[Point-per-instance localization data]
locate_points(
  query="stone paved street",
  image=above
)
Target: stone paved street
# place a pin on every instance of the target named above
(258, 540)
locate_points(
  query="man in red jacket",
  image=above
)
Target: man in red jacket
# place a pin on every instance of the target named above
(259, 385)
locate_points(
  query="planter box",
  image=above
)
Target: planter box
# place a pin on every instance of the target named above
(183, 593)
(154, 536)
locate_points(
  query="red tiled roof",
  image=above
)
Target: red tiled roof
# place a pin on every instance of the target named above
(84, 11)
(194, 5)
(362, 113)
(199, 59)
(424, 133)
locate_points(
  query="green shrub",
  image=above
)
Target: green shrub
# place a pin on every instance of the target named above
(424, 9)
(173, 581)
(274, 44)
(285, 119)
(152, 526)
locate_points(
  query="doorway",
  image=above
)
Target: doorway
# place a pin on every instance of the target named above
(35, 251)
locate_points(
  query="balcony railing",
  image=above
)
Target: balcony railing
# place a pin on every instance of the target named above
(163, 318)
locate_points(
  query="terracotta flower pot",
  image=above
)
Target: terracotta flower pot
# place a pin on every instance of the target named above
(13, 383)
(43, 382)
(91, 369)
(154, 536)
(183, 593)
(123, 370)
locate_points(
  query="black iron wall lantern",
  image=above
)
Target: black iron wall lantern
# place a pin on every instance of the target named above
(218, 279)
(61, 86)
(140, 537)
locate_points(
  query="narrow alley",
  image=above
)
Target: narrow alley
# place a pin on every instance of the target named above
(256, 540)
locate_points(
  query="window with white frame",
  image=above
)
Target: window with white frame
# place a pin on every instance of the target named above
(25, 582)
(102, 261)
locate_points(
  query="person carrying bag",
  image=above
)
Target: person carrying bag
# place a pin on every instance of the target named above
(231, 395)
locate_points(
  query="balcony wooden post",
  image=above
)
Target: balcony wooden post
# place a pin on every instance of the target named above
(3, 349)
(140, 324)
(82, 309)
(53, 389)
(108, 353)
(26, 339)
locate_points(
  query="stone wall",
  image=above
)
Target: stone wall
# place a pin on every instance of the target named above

■ TASK PROMPT
Copy out, word for word, the part of the entries above that begins at the line with "Target: window with white frame" and ends at the line with "Target: stone wall", including both.

■ RESPONSE
Target: window with white frame
# place a pin on every instance of the target named above
(25, 582)
(102, 261)
locate_points(
  query="person carrying bag",
  image=above
)
Target: person carrying bag
# place a pin on every instance of the target named above
(231, 395)
locate_points(
  query="balcony wooden post",
  image=above
)
Target: balcony wooden post
# place a pin on every instance of the target named above
(3, 349)
(140, 324)
(82, 309)
(53, 389)
(108, 353)
(26, 339)
locate_points(
  query="stone wall",
  image=above
)
Target: stone wall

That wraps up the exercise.